Zu lösende Aufgabe
Tippe aus der Kritik zur Lohengrin-Inszenierung weiter unten alles von „Das Chaos im“ bis hinunter zu „Nuancenlosigkeit.“ Wort für Wort ab.

Angezeigter Text
■ ■ ■ ■

Später, zu Beginn des zweiten Aufzugs, wiederholt sich die Szene im
richtigen Leben: Eben erlosch das Licht im Zuschauerraum, die Musik hebt an
- da pocht ein Zu-spät-Kommender aufgeregt laut an eine der unwiderruflich
verriegelten Türen. So einsam wie im leeren Foyer ist ein Festspielgast
selten.
Er versäumt den Fortgang eines kuriosen Experiments. Dafür hat Regisseur
Hans Neuenfels die Bühne der am Sonntag eröffneten Festspiele als Labor
herrichten lassen; einfallsreich tat das für ihn sein Szenenbildner Reinhard
von der Thannen, der mehr noch als fabelhafter Erfinder zahlloser Kostüme
brilliert. Das Publikum bestürmt, am Ende, den Regisseur mit Buhs; er winkt
bloß ab: Der 69-Jährige, eine Legende unter den Rebellen seinesgleichen, ist
dergleichen gewohnt.
Antiseptische Welt
Irgendwie muss es sein Lohengrin (Jonas Kaufmann) geschafft haben: Einlass
erhält er in die antiseptische Welt - und trifft auf ein Volk schwarzer und
weißer Ratten (der famose Chor, von Eberhard Friedrich für seine kolossale
Aufgabe mit so viel Stimmkraft wie -feinheit präpariert). Durchnummerierte
Viehcher mit langen Köpfen, Fingern, Zehen: Eines löst sich, um ein
Messerattentat zu verüben auf Heinrich, den König in schwächelnder
Menschengestalt (aber mit delikat-deutlichem Bass: Georg Zeppenfeld). Rasch
überwältigen grüne Laborgehilfen den Aufrührer und führen ihn ab.
Das Chaos im Reich der Ratten in Ordnung zu bringen, sie zum Menschsein zu
befreien, nimmt Lohengrin sich vor. Die Unschuld der angeklagten Elsa muss
er beweisen, dann darf er die Schöne gleich freien, und alle Einsamkeit,
auch die ihre, nimmt ein Ende. "Ich liebe dich", schwärmt er in ihr Gesicht,
kaum dass er sie zum ersten Mal sah; und sie schwört sofort zurück, ihn nie
nach "Nam' und Art" zu fragen. Der große Unbekannte fürs Ehebett: Kann das
gut gehen?
Wie ein planloses Labor-Experiment missrät der Liebes-Versuch. Dafür sorgen
bekanntlich Hexe Ortrud und Telramund, ihr manipulierbarer Gatte: Er,
Hans-Joachim Ketelsen, mit tonarm-harter, wenigstens textverständlicher
Sprechstimme; und Evelyn Herlitzius: Einst Bayreuths zierlichste Brünnhilde,
lässt sie jetzt ihre Stimme nur noch toben, erledigt bis zur
Nuancenlosigkeit.

■ ■ ■ ■

Ausgewählte Datensätze
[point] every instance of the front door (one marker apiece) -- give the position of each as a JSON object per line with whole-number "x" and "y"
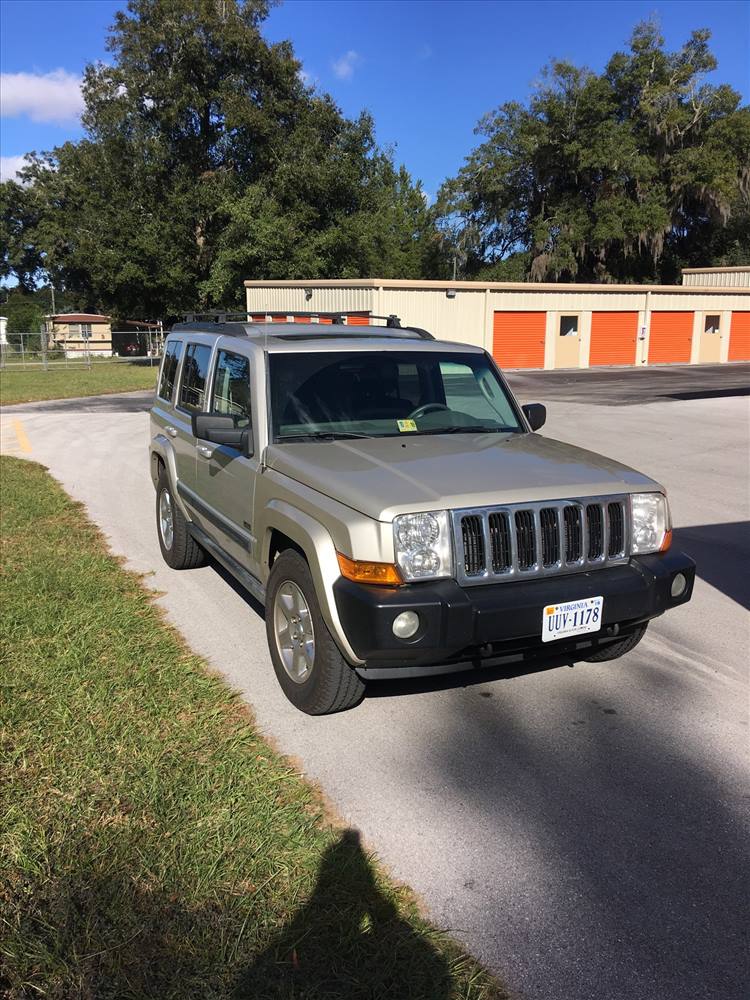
{"x": 226, "y": 476}
{"x": 710, "y": 345}
{"x": 568, "y": 342}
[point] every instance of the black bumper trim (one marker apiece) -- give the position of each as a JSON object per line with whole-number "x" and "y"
{"x": 508, "y": 616}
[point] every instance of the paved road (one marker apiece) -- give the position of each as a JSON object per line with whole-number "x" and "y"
{"x": 582, "y": 829}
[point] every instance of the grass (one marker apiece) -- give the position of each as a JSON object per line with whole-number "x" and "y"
{"x": 152, "y": 844}
{"x": 67, "y": 383}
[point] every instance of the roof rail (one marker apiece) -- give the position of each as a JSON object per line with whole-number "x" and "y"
{"x": 392, "y": 322}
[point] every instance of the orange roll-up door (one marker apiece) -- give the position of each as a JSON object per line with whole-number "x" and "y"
{"x": 671, "y": 338}
{"x": 613, "y": 338}
{"x": 518, "y": 339}
{"x": 739, "y": 337}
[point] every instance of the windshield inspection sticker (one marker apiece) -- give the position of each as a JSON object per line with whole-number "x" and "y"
{"x": 406, "y": 425}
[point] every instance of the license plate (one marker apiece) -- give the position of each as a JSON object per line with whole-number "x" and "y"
{"x": 560, "y": 621}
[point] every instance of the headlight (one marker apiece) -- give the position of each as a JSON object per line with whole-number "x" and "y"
{"x": 651, "y": 525}
{"x": 422, "y": 543}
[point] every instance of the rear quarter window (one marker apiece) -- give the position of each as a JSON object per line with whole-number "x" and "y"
{"x": 169, "y": 367}
{"x": 194, "y": 374}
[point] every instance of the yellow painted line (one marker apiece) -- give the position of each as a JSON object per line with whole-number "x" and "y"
{"x": 23, "y": 442}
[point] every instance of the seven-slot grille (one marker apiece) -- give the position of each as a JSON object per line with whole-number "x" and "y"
{"x": 540, "y": 539}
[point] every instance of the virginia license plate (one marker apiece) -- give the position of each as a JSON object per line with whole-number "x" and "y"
{"x": 560, "y": 621}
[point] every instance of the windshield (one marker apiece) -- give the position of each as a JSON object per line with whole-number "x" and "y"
{"x": 369, "y": 394}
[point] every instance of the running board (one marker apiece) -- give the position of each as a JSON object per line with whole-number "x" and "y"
{"x": 248, "y": 581}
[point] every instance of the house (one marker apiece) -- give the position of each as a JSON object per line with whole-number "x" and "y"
{"x": 80, "y": 333}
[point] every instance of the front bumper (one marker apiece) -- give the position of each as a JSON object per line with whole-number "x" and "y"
{"x": 472, "y": 623}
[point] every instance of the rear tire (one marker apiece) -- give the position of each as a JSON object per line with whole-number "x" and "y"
{"x": 178, "y": 547}
{"x": 614, "y": 650}
{"x": 309, "y": 666}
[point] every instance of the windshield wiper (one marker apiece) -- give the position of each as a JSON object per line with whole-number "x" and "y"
{"x": 466, "y": 430}
{"x": 322, "y": 436}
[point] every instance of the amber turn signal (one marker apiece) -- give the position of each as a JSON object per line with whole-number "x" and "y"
{"x": 385, "y": 574}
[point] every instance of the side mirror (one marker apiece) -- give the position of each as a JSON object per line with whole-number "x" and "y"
{"x": 536, "y": 414}
{"x": 222, "y": 428}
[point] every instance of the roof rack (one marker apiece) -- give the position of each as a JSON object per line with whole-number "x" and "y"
{"x": 339, "y": 318}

■ ■ ■ ■

Schriftliche Antwort
Das Chaos im Reich der Ratten in Ordnung zu bringen, sie zum Menschsein zu
befreien, nimmt Lohengrin sich vor. Die Unschuld der angeklagten Elsa muss
er beweisen, dann darf er die Schöne gleich freien, und alle Einsamkeit,
auch die ihre, nimmt ein Ende. "Ich liebe dich", schwärmt er in ihr Gesicht,
kaum dass er sie zum ersten Mal sah; und sie schwört sofort zurück, ihn nie
nach "Nam' und Art" zu fragen. Der große Unbekannte fürs Ehebett: Kann das
gut gehen?
Wie ein planloses Labor-Experiment missrät der Liebes-Versuch. Dafür sorgen
bekanntlich Hexe Ortrud und Telramund, ihr manipulierbarer Gatte: Er,
Hans-Joachim Ketelsen, mit tonarm-harter, wenigstens textverständlicher
Sprechstimme; und Evelyn Herlitzius: Einst Bayreuths zierlichste Brünnhilde,
lässt sie jetzt ihre Stimme nur noch toben, erledigt bis zur
Nuancenlosigkeit.